**Consignes:**
1. Dans l'extrait sur l'élection présidentielle de 2012, relevez tous les signes de luxe mentionnés dans le paragraphe commençant par « Si le candidat socialiste ».
2. D'après l'extrait sur l'élection présidentielle de 2012, pour quelle raison le retour à l'équilibre budgétaire aura-t-il au moins un an de retard ?
3. Rédigez la suite de l'extrait sur l'élection présidentielle de 2012, en reprenant après sa dernière phrase.

***** Extrait *****

Publié le 19 avril 2012 par Sylvainrakotoarison

Si on laissait faire les sondages, Nicolas Sarkozy et François Hollande seraient qualifiés pour le second tour et François Hollande serait élu au second tour avant même que les électeurs ne se soient prononcés. Troisième partie.
yartiNiNi01C’était l’objet de ces réflexions bipolaires : en prenant les sondages au mot et en essayant de jouer au jeu du pour et du contre, il n’y a rien de vraiment concluant. D’ailleurs, ce n’est pas vraiment étonnant. Troisième étape de mon raisonnement, voici en effet trois raisons qui me feraient ne voter ni pour François Hollande ni pour Nicolas Sarkozy.
1. Les deux candidats sont de la même farine.
Les deux candidats favoris ont pris pendant cette campagne pour même modèle François Mitterrand, qui n’est pas un exemple de sincérité et d’honnêteté dans l’histoire politique française ; l’un en mimant sa campagne de 1981 (même intonation de voix, même construction d’une pseudo-légende etc.) ; l’autre en mimant sa campagne de 1988 (même type d’affiche électorale de profil, même lettre aux Français etc.).
Leur objectif est le même : non seulement les deux favoris veulent le pouvoir, le garder ou le conquérir, mais ils le veulent aussi pour leur clan et les enjeux sont importants. Ils déploient des moyens extraordinaires, en communication, en meetings (jusqu’à jouer dans un combat de coqs entre Concorde et Vincennes) qui augurent mal d’une politique raisonnable de réduction des dépenses publiques (le déficit a été revu à la hausse pour 2013 : 3,9% au lieu de 3,0% ce qui fait que le retour à l’équilibre aura au moins un an de retard).
Si le candidat socialiste a cherché à se différencier de son concurrent en parlant de "candidat normal", il est clair que ce n’est qu’une devanture du même milieu, celui où la réussite matérielle est l’essence de la motivation. Inutile d’insister sur le candidat sortant, mais le Fouquet’s ou le yacht au large de Malte ne sont pas plus critiquables que les salades à plus de cent euros dans d’autres restaurants chic ou les Porsche d’amis proches.

***** Données fournies *****

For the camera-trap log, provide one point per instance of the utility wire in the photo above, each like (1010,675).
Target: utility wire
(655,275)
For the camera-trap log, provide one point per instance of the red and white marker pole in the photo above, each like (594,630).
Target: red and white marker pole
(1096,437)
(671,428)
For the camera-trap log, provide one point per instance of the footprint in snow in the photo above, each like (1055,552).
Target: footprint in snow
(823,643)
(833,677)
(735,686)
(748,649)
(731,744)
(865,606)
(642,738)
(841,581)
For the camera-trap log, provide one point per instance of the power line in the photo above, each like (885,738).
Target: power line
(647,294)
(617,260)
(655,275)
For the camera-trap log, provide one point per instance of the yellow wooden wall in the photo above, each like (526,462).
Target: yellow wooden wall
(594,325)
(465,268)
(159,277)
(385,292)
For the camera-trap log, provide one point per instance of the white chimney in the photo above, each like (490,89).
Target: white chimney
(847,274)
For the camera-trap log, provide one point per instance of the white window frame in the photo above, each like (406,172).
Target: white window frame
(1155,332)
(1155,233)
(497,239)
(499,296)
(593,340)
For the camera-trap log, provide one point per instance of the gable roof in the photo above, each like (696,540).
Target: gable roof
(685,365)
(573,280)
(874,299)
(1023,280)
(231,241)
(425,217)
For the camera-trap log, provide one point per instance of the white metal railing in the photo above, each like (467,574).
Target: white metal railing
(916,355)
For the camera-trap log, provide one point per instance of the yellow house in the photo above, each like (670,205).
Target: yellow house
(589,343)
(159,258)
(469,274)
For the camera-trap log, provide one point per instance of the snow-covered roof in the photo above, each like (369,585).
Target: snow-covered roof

*****

**Réponses par consigne:**
1.
- le Fouquet's
- le yacht au large de Malte
- les salades à plus de cent euros dans d'autres restaurants chic
- les Porsche d'amis proches

2. Le déficit prévu pour 2013 a été revu à la hausse : il s'établit à 3,9 % au lieu de 3,0 %.

3.
Ce duel n’est qu’une rivalité de copinages. Et le mouvement de soutien de quelques personnalités depuis quelques semaines en faveur du candidat favori (Corinne Lepage, Martin Hirsch, Azouz Begag, Fadela Amara etc.) n’est que le résultat d’une recherche classique pour bien se placer et bénéficier du changement. Je conseille d’ailleurs à Hervé Morin d’emboîter le pas…
L’endettement excessif de la France n’est pas anodin : il est le résultat de trente années de clientélisme à droite comme à gauche, et il est très facile de décider de dépenses lorsque l’argent sort de l’État, donc, de la poche des contribuables et des banquiers.
Si dans cette campagne, les vrais sujets comme l'emploi ou les retraites n’ont pas été abordés, c’est avant tout à cause de ces deux candidats bling-bling qui n’ont joué que sur des postures.
2. Les deux grands partis (UMP et PS) sont soumis à leur extrême.
C’est le jeu mécanique de l’élection présidentielle qui veut qu’au premier tour, les candidats des deux grands partis accentuent leurs positions dures, centrifuges, et cela surtout quand d’autres candidats les concurrencent efficacement sur leurs bords extrêmes, que ce soit avec Marine Le Pen à droite ou Jean-Luc Mélenchon à gauche.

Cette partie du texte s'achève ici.